> **BRIEF**
Reproduce every one of the records below word for word, leaving out the pictures.
===== MATERIAL PROVIDED
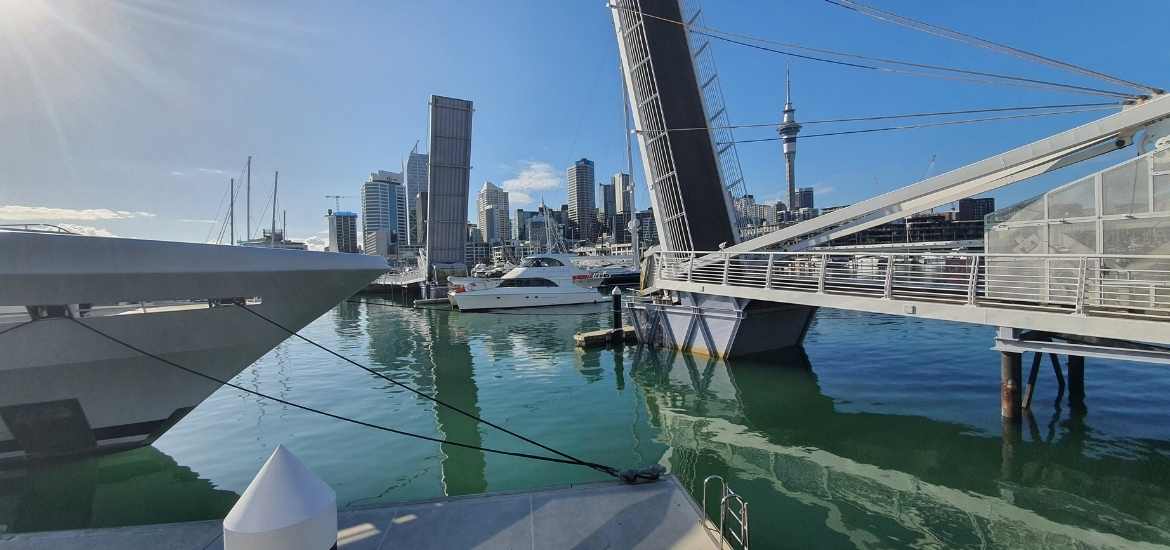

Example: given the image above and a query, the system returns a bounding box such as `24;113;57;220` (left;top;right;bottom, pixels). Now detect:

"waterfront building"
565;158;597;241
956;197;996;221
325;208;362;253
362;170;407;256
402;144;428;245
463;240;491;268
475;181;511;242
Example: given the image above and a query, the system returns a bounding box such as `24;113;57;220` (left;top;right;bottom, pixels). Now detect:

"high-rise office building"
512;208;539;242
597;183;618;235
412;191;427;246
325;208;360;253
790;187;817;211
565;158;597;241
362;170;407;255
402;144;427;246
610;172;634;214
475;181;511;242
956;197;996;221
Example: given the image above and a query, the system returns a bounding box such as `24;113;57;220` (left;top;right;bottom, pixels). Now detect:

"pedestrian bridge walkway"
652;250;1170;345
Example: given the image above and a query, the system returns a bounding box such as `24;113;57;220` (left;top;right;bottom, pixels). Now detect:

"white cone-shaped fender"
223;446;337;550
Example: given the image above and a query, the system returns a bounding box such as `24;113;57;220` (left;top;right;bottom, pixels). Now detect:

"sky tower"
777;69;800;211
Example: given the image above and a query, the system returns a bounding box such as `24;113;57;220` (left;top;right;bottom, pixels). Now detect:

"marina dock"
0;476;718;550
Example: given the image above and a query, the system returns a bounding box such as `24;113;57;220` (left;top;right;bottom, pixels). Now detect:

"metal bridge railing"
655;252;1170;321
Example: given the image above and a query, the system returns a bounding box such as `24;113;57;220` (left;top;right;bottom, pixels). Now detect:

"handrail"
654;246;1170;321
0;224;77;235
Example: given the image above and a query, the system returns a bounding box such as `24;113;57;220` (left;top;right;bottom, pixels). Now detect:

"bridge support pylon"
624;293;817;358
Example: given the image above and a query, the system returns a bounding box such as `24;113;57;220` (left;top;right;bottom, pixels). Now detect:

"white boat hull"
==========
> **SOLUTION FOR THIS PROBLEM**
Example: given the image above and a query, the system returns a bounding box such as `24;113;57;220` (left;top;right;bottom, pixels). Now detect:

"waterfront building"
565;158;597;241
956;197;996;221
325;208;362;253
362;170;407;256
402;144;428;245
463;240;491;268
475;181;511;242
Example: given the image above and a query, the system returns a bounding box such as `24;113;57;220` (left;top;right;bottom, pixels). Now detect:

"high-rise office building"
512;208;539;242
597;183;618;235
412;191;427;246
325;208;360;253
790;187;817;211
565;158;597;241
362;170;407;255
402;144;427;246
610;172;634;214
475;181;511;242
956;197;996;221
Example: given the image above and a query, the system returns a bounding box such as `24;113;57;220` (left;top;right;bottom, pixels). Now detect:

"pedestrian bridge walkway"
652;250;1170;345
Example: given the image above and a query, the system returns a bounding box such as `24;113;57;220` (left;top;right;bottom, pixels). Now detect:

"white cone-shaped fender"
223;446;337;550
Example: given the image above and a query, the system returns a bounding box such as `24;113;57;220` (left;top;right;bottom, pixels). Now detect:

"sky tower"
777;69;800;211
Example: given the image above and a query, the system returns a bounding box such as `24;113;57;220` (left;top;right;bottom, pixels). Now detect:

"marina dock"
0;476;718;550
Example: given the image above and a query, the system returns a bounding box such as `24;113;57;220` (left;top;right;bottom, pixels). Now detect:

"metal bridge railing"
655;252;1170;321
Example: given the image above and a query, the system returns a bounding box such as `24;113;57;220` (left;top;right;bottom, pixels). Now detect:

"handrail"
654;246;1170;321
0;224;77;235
Example: given the image above and a query, the system returns a bounding box such as `24;113;57;220` (left;top;right;bottom, pixels). Now detect:

"bridge support pylon"
624;293;817;358
Example: given the image above and a query, the system returns a bounding box such as `24;113;57;220` (left;top;right;bottom, pixels). Now detect:

"white boat hull"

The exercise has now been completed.